:: PROBLEM ::
Reproduce word for word the items from the line that contains "Emit one marker per instance in this form: [(632, 783)]." through the line that contains "[(560, 841)]", including both of those lines.
==========
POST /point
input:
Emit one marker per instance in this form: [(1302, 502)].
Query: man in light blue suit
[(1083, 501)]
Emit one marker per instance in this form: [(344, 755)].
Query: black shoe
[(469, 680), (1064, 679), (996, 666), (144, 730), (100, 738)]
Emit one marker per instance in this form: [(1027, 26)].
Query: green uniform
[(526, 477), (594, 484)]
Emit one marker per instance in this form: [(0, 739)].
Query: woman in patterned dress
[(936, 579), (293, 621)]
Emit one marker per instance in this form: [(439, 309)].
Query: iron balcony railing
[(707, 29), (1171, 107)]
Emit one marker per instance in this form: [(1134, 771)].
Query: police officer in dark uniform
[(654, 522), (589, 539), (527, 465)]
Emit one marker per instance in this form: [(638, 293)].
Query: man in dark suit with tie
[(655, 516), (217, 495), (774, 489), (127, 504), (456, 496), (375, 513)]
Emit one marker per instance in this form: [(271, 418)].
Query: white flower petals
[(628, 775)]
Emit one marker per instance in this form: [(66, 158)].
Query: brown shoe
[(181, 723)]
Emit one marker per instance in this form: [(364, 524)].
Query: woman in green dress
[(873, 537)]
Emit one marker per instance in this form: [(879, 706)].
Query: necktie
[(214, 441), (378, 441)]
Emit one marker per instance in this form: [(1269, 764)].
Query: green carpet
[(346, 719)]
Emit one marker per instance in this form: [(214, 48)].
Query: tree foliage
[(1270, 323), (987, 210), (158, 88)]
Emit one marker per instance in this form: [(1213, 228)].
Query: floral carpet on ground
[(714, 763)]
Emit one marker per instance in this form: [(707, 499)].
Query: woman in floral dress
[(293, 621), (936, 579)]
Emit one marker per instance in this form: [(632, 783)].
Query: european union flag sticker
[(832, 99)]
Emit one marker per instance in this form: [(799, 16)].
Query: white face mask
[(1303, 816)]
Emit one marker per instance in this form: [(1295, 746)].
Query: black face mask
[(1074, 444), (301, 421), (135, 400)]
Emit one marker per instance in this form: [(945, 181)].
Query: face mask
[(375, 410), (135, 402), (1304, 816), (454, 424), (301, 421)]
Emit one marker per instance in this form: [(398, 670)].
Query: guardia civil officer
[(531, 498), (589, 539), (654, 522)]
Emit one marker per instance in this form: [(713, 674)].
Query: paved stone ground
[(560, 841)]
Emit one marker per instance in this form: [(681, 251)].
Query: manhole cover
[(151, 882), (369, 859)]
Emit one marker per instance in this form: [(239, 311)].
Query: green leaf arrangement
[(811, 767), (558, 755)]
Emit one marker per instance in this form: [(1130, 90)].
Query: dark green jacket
==========
:: WRITTEN SOLUTION ::
Emit one marker per instance in this form: [(632, 783)].
Query: european union flag sticker
[(832, 99)]
Emit one marker per instance in this form: [(799, 16)].
Query: white face mask
[(1303, 816)]
Emit one marker per instance in this form: [(1295, 746)].
Query: black face mask
[(1074, 444), (301, 421), (135, 400)]
Emit one marker per instance in this form: [(945, 181)].
Query: face mask
[(375, 410), (135, 402), (1304, 816), (454, 424), (301, 421)]
Emit one marker per instance in this form: [(398, 670)].
Query: guardia civil officer
[(531, 498), (589, 539), (654, 522)]
Emit one marker per instance in this form: [(713, 674)].
Query: paved stone ground
[(560, 841)]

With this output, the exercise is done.